To check this out, take the ferry to Liberty Island where you can make your way to the top of the statue’s crown, and then finish the loop to Ellis Island. While the Fantastic film doesn’t venture inside the Statue of Liberty, it’d be a shame to miss this landmark on your way to Ellis Island. There’s also an impressive museum in the Main Building, which features artifacts, immigrants’ stories, and the American Immigrant Wall of Honor, a permanent exhibit celebrating the immigrant experience.
Getting there: Ferries depart regularly to Ellis Island and the Statue of Liberty from either Battery Park in downtown Manhattan or Liberty State Park in New Jersey.
City Hall Park
1. New York City Hall
To find where Senator Henry Shaw meets his demise, head over to New York City Hall. The re-election fundraiser scene, in which Shaw is ultimately attacked by the Obscurus, takes place in this massive government building downtown, which also happens to be the oldest city hall in the U.S.
Free public tours of the historic building are offered with a reservation on specific weekdays, and non-reserved tours run most Wednesdays on a first-come, first-serve basis at the tourism kiosk located in the southern end of City Hall Park.
2. Old City Hall Subway Station
In the epic final battle against the Obscurus, Newt and Graves end up underground in the City Hall subway station. This is also the spot where Graves ends up revealing his true identity as wanted criminal Gellert Grindelwald (Johnny Depp).

__JOB A__: State whether each statement agrees with the New York travel text, answering yes or no and quoting the words that decide it: (i) Ferries to Ellis Island leave from Battery Park or from Liberty State Park. (ii) New York City Hall is the oldest city hall in the U.S. (iii) The Fantastic film shows the inside of the Statue of Liberty.
The entries are unrelated to the New York travel text.

Some entries

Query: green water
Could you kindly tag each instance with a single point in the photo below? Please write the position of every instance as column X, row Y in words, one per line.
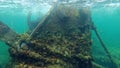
column 107, row 21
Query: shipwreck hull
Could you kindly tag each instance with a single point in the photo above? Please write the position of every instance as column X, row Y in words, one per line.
column 62, row 41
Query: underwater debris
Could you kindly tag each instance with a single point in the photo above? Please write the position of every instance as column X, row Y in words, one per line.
column 58, row 43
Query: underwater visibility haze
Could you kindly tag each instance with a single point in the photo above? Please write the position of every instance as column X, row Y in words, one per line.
column 58, row 34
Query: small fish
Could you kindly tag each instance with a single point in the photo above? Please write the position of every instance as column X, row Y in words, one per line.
column 25, row 45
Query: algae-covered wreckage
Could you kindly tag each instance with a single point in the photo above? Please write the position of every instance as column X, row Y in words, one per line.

__JOB B__: Update all of the entries by replacing "single point" with "single dot" wherever it appears, keeping everything else the same and leaving the pictures out of your answer.

__REPLY A__:
(i) Yes: "Ferries depart regularly to Ellis Island and the Statue of Liberty from either Battery Park in downtown Manhattan or Liberty State Park in New Jersey."
(ii) Yes: "which also happens to be the oldest city hall in the U.S."
(iii) No: "the Fantastic film doesn’t venture inside the Statue of Liberty"

__REPLY B__:
Query: green water
Could you kindly tag each instance with a single dot in the photo below? Please write the position of every instance as column X, row Y in words, one per line.
column 107, row 21
Query: shipwreck hull
Could you kindly tag each instance with a single dot in the photo above? Please write the position of every instance as column X, row Y in words, one per line.
column 62, row 41
Query: underwater debris
Could you kindly tag each instance with a single dot in the photo above? Please write the position of every instance as column X, row Y in words, one per line.
column 58, row 43
Query: underwater visibility haze
Could you kindly tag each instance with a single dot in the photo above? Please write the position of every instance as column X, row Y in words, one per line.
column 58, row 34
Query: small fish
Could you kindly tag each instance with a single dot in the photo above? Please write the position of every instance as column X, row Y in words, one per line.
column 25, row 45
Query: algae-covered wreckage
Could you kindly tag each instance with a single dot in the photo above? Please write the position of every instance as column X, row Y in words, one per line.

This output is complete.